Records shown START

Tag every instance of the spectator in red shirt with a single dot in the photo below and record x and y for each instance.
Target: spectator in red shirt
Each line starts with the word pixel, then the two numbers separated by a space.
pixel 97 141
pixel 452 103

Records shown END
Records shown START

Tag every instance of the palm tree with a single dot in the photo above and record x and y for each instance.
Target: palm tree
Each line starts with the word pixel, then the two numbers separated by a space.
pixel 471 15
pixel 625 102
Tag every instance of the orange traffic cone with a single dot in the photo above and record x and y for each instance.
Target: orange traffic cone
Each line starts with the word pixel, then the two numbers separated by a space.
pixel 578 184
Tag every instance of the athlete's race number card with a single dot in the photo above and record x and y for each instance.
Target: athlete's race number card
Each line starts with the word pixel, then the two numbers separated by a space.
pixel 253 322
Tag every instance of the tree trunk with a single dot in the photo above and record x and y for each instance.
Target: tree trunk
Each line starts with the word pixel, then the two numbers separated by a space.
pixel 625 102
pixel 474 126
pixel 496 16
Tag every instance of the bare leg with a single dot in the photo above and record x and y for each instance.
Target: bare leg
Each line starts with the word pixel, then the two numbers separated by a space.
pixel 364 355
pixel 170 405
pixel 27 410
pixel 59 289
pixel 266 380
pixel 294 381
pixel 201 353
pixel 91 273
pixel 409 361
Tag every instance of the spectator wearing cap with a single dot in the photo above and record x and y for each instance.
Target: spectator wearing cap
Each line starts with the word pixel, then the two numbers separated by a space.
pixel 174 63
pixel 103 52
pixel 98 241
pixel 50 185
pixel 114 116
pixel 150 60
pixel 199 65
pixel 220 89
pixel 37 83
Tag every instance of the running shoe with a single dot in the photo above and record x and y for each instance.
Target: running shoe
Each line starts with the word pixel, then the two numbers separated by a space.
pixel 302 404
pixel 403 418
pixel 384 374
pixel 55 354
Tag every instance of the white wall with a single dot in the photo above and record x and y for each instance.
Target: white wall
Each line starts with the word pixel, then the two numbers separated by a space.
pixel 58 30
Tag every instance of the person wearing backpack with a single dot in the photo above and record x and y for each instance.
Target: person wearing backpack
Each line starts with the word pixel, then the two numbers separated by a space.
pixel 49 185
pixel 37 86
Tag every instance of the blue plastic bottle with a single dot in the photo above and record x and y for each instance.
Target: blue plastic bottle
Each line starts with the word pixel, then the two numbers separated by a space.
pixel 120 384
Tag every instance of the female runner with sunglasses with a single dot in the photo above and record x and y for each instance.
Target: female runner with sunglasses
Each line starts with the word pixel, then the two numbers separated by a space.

Records shown END

Aim of the task: Set down exactly the lines of the data above, beginning with the line that has "Target: spectator wearing cap" and ending with the line that has "Target: running shoe", and no others.

Answer section:
Target: spectator wearing cap
Each line starts with the word pixel, then the two numbers separated by a space.
pixel 174 63
pixel 103 52
pixel 98 241
pixel 50 185
pixel 114 116
pixel 150 60
pixel 199 65
pixel 220 89
pixel 37 83
Tag every instance of the running shoe with a single dot in the photo above and record x and y for each instance.
Target: running shoe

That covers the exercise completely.